---- PASSAGE
Background: The integration of gene expression profiles (GEPs) and large-scale biological networks derived from pathways databases is a subject which is being widely explored. Existing methods are based on network distance measures among significantly measured species. Only a small number of them include the directionality and underlying logic existing in biological networks. In this study we approach the GEP-networks integration problem by considering the network logic, however our approach does not require a prior species selection according to their gene expression level.
Results: We start by modeling the biological network representing its underlying logic using Logic Programming. This model points to reachable network discrete states that maximize a notion of harmony between the molecular species active or inactive possible states and the directionality of the pathways reactions according to their activator or inhibitor control role. Only then, we confront these network states with the GEP. From this confrontation independent graph components are derived, each of them related to a fixed and optimal assignment of active or inactive states. These components allow us to decompose a large-scale network into subgraphs and their molecular species state assignments have different degrees of similarity when compared to the same GEP. We apply our method to study the set of possible states derived from a subgraph from the NCI-PID Pathway Interaction Database. This graph links Multiple Myeloma (MM) genes to known receptors for this blood cancer.
Conclusion: We discover that the NCI-PID MM graph had 15 independent components, and when confronted to 611 MM GEPs, we find 1 component as being more specific to represent the difference between cancer and healthy profiles.
Keywords: Answer set programming; Omic data integration; Regulatory network modeling.
--------
---- DATA FOR REVIEW
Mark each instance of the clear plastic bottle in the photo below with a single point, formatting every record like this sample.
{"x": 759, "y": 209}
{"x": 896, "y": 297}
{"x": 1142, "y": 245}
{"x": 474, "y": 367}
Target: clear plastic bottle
--------
### TASK DESCRIPTION
Turn the paragraph in the abstract above that begins "Results: We start by modeling" into a short bulleted list that keeps its main facts.

### OUTPUT
- The biological network and its underlying logic are modeled using Logic Programming.
- The model points to reachable discrete network states that maximize harmony between the possible active or inactive states of molecular species and the directionality of pathway reactions, according to their activator or inhibitor roles.
- Only then are these network states confronted with the GEP.
- This confrontation yields independent graph components, each related to a fixed and optimal assignment of active or inactive states.
- The components decompose a large-scale network into subgraphs. Their state assignments show different degrees of similarity to the same GEP.
- The method is applied to the possible states of a subgraph from the NCI-PID Pathway Interaction Database that links Multiple Myeloma (MM) genes to known receptors for this blood cancer.